Texto para leitura:
*-*-*
Farinhar: memórias subterrâneas | Vatsi Meneghel Danilevicz, Romari Alejandra Martinez Montano e Christiana Cabicieri Profice


 

Vatsi Meneghel Danilevicz [1]

Romari Alejandra Martinez Montano [2]

Christiana Cabicieri Profice [3]

Às retomadas 

“Trata-se do modelo que não para de se erigir e de entranhar, e do processo que não para de se alongar, de romper-se e de retomar”

(Deleuze, Guattari, 2011, p.42)

 

Comer é uma necessidade biológica, na mesma medida em que é um fato social, econômico, cultural, afetivo e, ainda e não menos relevante, um ato político. Os alimentos nutrem corpos e relações em um contexto múltiplo, complexo e ancestral, assim como ativam memórias e compõem uma rede i-material de relações coletivas e comunitárias. Essas redes in(visíveis) e cotidianas que envolvem o comer não são pontos isolados em um mapa nutricional, mas estão impregnadas de sentido e histórias herdadas, misturadas, compostas. Comer, portanto, nunca é algo solitário, pois o alimento carrega consigo processos bioquímicos transformadores, elementos transculturais e diversidades transgeracionais desde um microorganismo presente no processo de fermentação até sua alquímica transmutação em pão, queijo, vinho, polvilho azedo, cerveja ou cauim. Fermenta-se a existência, quando compartilhada (Benemann et al, 2023; Benvegnú, García, 2020).
*-*-*
Dados extraídos:
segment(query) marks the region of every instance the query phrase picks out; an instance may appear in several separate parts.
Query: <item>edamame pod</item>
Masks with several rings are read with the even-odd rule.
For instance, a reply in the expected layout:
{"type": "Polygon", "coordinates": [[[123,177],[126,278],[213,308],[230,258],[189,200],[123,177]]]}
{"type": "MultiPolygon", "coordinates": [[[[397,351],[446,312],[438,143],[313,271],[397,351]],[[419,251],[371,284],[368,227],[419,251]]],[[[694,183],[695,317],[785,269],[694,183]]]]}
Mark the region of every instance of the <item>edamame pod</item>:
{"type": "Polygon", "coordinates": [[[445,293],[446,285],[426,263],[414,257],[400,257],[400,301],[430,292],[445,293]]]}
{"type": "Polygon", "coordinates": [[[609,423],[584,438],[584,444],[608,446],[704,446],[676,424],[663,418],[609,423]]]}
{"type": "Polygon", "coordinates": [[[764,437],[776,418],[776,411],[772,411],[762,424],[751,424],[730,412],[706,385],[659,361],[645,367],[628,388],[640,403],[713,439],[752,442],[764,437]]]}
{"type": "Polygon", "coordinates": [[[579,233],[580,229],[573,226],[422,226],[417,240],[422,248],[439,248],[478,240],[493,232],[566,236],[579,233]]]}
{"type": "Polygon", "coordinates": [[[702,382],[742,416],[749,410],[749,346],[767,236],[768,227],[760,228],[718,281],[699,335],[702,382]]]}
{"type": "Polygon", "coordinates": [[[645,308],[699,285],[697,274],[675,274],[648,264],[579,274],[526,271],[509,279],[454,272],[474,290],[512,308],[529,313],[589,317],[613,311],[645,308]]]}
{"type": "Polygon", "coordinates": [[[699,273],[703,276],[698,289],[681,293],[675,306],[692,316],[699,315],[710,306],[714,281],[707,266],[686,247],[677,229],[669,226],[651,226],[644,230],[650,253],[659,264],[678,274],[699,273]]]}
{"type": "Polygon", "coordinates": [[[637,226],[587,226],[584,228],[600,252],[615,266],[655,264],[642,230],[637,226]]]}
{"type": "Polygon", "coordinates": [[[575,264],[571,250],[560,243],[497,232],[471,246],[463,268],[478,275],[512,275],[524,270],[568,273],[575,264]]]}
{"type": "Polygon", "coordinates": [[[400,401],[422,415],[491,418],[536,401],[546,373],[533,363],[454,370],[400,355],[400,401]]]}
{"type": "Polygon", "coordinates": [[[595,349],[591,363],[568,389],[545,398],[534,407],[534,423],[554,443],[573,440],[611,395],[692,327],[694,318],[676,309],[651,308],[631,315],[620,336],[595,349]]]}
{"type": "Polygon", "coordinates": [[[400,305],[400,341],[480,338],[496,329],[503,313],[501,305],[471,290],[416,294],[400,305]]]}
*-*-*
Enunciado da tarefa:
Prossiga o texto sobre o comer como ato social e político, começando logo após a frase "Fermenta-se a existência, quando compartilhada".

Resposta escrita:
Nesse contexto, a comida pode ser compreendida, entre outras perspectivas incontáveis, como produção-consumo, direito humano, saúde, meio ambiente, direitos animais, patrimônio. Justamente por conta dessa complexidade, que priorizamos o âmbito político, no qual decorrem os direitos alimentares, as relações e pactos coletivos que configuram determinado saber-fazer, assim como o fazer-junto, como patrimônios materiais e imateriais de diferentes povos e nações. Trata-se de um saber vivo, em devir, que se encontra e enlaça com outros saberes, outros climas, percorrendo a terra e fazendo brotar outras maneiras de nutrir (Menasche, 2014; 2018). Retraçar a história de um alimento e da forma de seu processamento é recuperar a trajetória humana pelo planeta, seus encontros e desencontros. Um alimento que hoje parece tão próprio de uma cultura contemporânea ou natural de um determinado lugar pode se revelar como algo trazido de longe por arranjos sociais que não são mais atuais. No Brasil, não nos faltam exemplos de frutos que são atualmente tão característicos de nossa tropicalidade local, como a manga, a jaca e o coco, mas foram trazidos pelos colonizadores que criaram uma rede de trânsito de espécies entre os seus domínios. A mandioca já estabelecida como importante fonte alimentar no território pré-cabralino foi incorporada à alimentação dos colonizadores e difundida como alimento e mercadoria, sobretudo para as colônias africanas que seguem cultivando a mandioca e produzindo farinha.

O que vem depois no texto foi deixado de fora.